[EXERCISE PROMPT]
Please convert the data below into a JSON list of strings with one string per line, leaving out blank lines and the pictures.

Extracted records

::::::::

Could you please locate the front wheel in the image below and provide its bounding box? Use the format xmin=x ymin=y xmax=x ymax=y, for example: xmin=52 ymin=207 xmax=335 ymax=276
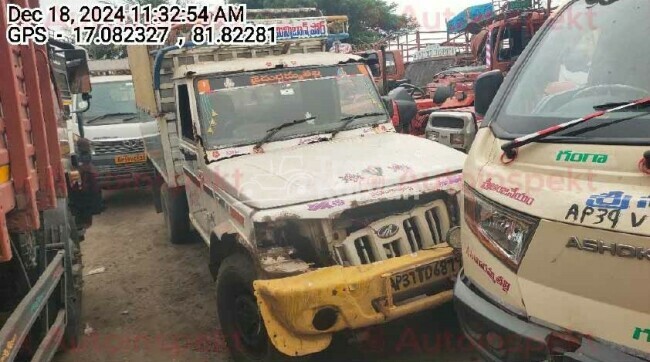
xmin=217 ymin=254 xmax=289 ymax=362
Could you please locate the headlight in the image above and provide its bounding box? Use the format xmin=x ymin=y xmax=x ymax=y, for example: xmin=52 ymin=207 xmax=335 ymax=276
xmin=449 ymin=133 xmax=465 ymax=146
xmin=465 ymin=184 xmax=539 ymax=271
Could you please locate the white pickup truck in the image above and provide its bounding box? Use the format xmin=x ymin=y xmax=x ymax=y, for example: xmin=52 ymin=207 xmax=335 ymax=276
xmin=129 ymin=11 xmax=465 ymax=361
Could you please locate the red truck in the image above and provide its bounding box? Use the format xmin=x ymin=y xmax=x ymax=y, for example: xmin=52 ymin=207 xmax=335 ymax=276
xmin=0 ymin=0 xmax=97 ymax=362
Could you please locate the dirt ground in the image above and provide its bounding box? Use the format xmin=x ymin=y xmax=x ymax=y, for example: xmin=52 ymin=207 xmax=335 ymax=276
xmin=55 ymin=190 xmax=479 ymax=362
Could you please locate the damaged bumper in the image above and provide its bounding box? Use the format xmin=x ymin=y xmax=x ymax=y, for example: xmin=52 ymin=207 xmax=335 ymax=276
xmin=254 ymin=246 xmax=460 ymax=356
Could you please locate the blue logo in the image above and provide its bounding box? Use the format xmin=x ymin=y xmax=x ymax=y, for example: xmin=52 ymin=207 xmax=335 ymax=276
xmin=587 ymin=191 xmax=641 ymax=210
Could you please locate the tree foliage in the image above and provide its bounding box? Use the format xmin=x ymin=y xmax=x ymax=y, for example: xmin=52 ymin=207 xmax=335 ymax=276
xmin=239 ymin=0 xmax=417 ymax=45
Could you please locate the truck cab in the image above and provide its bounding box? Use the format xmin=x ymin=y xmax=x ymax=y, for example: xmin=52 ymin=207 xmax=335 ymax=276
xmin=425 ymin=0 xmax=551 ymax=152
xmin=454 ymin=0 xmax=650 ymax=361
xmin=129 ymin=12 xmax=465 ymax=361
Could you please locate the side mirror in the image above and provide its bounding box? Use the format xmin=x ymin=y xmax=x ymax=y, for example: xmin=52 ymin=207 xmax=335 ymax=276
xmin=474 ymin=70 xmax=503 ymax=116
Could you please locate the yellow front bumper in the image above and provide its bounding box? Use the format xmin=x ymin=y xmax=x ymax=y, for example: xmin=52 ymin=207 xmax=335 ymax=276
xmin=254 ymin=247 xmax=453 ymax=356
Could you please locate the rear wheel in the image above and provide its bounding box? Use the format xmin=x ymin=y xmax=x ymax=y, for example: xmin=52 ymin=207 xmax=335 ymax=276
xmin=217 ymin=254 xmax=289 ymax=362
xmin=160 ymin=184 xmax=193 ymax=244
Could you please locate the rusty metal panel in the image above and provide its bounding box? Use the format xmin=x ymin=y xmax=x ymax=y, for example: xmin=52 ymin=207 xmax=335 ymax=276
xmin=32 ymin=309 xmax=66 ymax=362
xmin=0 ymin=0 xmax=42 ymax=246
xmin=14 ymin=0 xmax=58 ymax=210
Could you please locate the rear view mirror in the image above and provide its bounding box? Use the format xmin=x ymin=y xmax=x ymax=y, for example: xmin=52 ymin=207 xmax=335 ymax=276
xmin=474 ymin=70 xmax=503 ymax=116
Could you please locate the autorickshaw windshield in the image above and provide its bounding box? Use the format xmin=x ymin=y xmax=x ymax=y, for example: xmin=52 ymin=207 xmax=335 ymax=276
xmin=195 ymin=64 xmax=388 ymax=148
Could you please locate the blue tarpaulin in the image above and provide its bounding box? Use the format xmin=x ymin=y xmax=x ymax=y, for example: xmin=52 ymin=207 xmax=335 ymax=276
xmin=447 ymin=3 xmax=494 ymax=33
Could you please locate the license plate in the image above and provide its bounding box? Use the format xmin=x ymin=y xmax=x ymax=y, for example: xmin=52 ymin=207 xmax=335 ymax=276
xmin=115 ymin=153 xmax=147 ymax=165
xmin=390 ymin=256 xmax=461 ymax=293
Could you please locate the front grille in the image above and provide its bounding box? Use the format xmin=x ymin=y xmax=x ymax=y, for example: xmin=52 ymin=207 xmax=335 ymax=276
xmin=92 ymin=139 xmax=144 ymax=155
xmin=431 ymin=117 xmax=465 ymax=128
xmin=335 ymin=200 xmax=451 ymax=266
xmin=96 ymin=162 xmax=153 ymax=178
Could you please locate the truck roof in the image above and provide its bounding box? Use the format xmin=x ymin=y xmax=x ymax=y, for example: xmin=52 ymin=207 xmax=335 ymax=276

::::::::

[RESULT]
[
  "Could you please locate the front wheel in the image below and provide its bounding box? Use the format xmin=x ymin=y xmax=x ymax=y, for example: xmin=52 ymin=207 xmax=335 ymax=276",
  "xmin=217 ymin=254 xmax=289 ymax=362",
  "Could you please locate the headlight in the image above and provide its bounding box? Use the format xmin=x ymin=y xmax=x ymax=y, for example: xmin=52 ymin=207 xmax=335 ymax=276",
  "xmin=449 ymin=133 xmax=465 ymax=146",
  "xmin=465 ymin=184 xmax=539 ymax=271",
  "Could you please locate the white pickup truck in the image above and provide its bounding box? Use the format xmin=x ymin=y xmax=x ymax=y, for example: xmin=52 ymin=207 xmax=335 ymax=276",
  "xmin=129 ymin=11 xmax=465 ymax=361",
  "Could you please locate the red truck in the image above and provide its bounding box? Use the format xmin=x ymin=y xmax=x ymax=y, for example: xmin=52 ymin=207 xmax=335 ymax=276",
  "xmin=0 ymin=0 xmax=97 ymax=362",
  "Could you please locate the dirt ground in the image above and provide its bounding box? Use the format xmin=x ymin=y xmax=x ymax=y, for example: xmin=52 ymin=207 xmax=335 ymax=276",
  "xmin=55 ymin=190 xmax=479 ymax=362",
  "Could you please locate the damaged bumper in the image above and provide its bounding box? Use the format xmin=x ymin=y xmax=x ymax=y, for example: xmin=52 ymin=207 xmax=335 ymax=276",
  "xmin=254 ymin=246 xmax=460 ymax=356",
  "Could you please locate the blue logo in the image above and provide its bounding box? Use the format xmin=x ymin=y xmax=x ymax=y, for example: xmin=52 ymin=207 xmax=335 ymax=276",
  "xmin=587 ymin=191 xmax=641 ymax=210",
  "Could you please locate the tree foliage in the image above and provide its bounding box? Use the format xmin=x ymin=y xmax=x ymax=y, for example: xmin=52 ymin=207 xmax=335 ymax=276",
  "xmin=239 ymin=0 xmax=417 ymax=45",
  "Could you please locate the truck cab in the image above and provide its bounding box? Use the format xmin=x ymin=y xmax=x ymax=y, for example: xmin=52 ymin=207 xmax=335 ymax=276",
  "xmin=425 ymin=0 xmax=551 ymax=152",
  "xmin=454 ymin=0 xmax=650 ymax=361",
  "xmin=129 ymin=12 xmax=465 ymax=361",
  "Could you please locate the side mirror in the image above and provide its bounding box? Use the format xmin=x ymin=y xmax=x ymax=y, for example: xmin=52 ymin=207 xmax=335 ymax=276",
  "xmin=474 ymin=70 xmax=503 ymax=116",
  "Could you please locate the yellow front bumper in the image above and provide its bounding box? Use the format xmin=x ymin=y xmax=x ymax=y, for example: xmin=52 ymin=207 xmax=335 ymax=276",
  "xmin=254 ymin=247 xmax=453 ymax=356",
  "Could you please locate the rear wheel in the image above and provide its bounding box? Use the format xmin=x ymin=y xmax=x ymax=y, for example: xmin=52 ymin=207 xmax=335 ymax=276",
  "xmin=217 ymin=254 xmax=289 ymax=362",
  "xmin=160 ymin=184 xmax=193 ymax=244",
  "Could you please locate the rusty metal panel in the image above and provide its bounding box? Use the format xmin=x ymin=y xmax=x ymax=y, for example: xmin=52 ymin=207 xmax=335 ymax=276",
  "xmin=32 ymin=309 xmax=66 ymax=362",
  "xmin=0 ymin=0 xmax=42 ymax=246",
  "xmin=14 ymin=0 xmax=58 ymax=210",
  "Could you please locate the rear view mirror in the image above and provide its bounding box? Use the format xmin=x ymin=y xmax=x ymax=y, for example: xmin=52 ymin=207 xmax=335 ymax=276",
  "xmin=474 ymin=70 xmax=503 ymax=116",
  "Could you please locate the autorickshaw windshield in the image above and provide its bounding box? Use the format xmin=x ymin=y xmax=x ymax=y, for example: xmin=52 ymin=207 xmax=335 ymax=276",
  "xmin=195 ymin=64 xmax=388 ymax=148",
  "Could you please locate the blue tarpaulin in the image above and provide its bounding box? Use the format xmin=x ymin=y xmax=x ymax=y, for example: xmin=52 ymin=207 xmax=335 ymax=276",
  "xmin=447 ymin=3 xmax=494 ymax=33",
  "Could you please locate the license plate in the image above and provide its bounding box? Use the format xmin=x ymin=y xmax=x ymax=y, for example: xmin=52 ymin=207 xmax=335 ymax=276",
  "xmin=115 ymin=153 xmax=147 ymax=165",
  "xmin=390 ymin=256 xmax=461 ymax=293",
  "Could you please locate the front grille in the image above and provide its bounding box? Use the format xmin=x ymin=y xmax=x ymax=y, for example: xmin=52 ymin=207 xmax=335 ymax=276",
  "xmin=92 ymin=139 xmax=144 ymax=155",
  "xmin=431 ymin=117 xmax=465 ymax=128",
  "xmin=335 ymin=200 xmax=451 ymax=266",
  "xmin=96 ymin=162 xmax=153 ymax=178",
  "Could you please locate the truck roof in the image above and provide its bounding box? Use the format xmin=x ymin=y xmax=x ymax=y, for example: xmin=52 ymin=207 xmax=335 ymax=276"
]